> TASK
Gather each line in the listing below that contains the word "prayer" and copy those lines out.

------ SUPPLIED MATERIAL

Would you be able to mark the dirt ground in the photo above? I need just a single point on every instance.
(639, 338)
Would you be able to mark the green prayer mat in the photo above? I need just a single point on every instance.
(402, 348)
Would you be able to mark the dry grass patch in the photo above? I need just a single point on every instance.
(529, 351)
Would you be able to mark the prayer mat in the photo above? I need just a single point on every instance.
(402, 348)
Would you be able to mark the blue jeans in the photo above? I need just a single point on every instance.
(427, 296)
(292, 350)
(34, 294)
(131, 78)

------------
------ SUPPLIED MATERIAL

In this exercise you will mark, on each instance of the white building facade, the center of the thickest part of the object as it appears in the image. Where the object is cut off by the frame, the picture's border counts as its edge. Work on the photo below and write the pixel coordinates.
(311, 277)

------------

> OUTPUT OF THE EXERCISE
Would you be able to mark the green prayer mat in the photo above? I need just a single point on every instance.
Would you be able to mark the prayer mat in the photo above? I need just a single point on every instance.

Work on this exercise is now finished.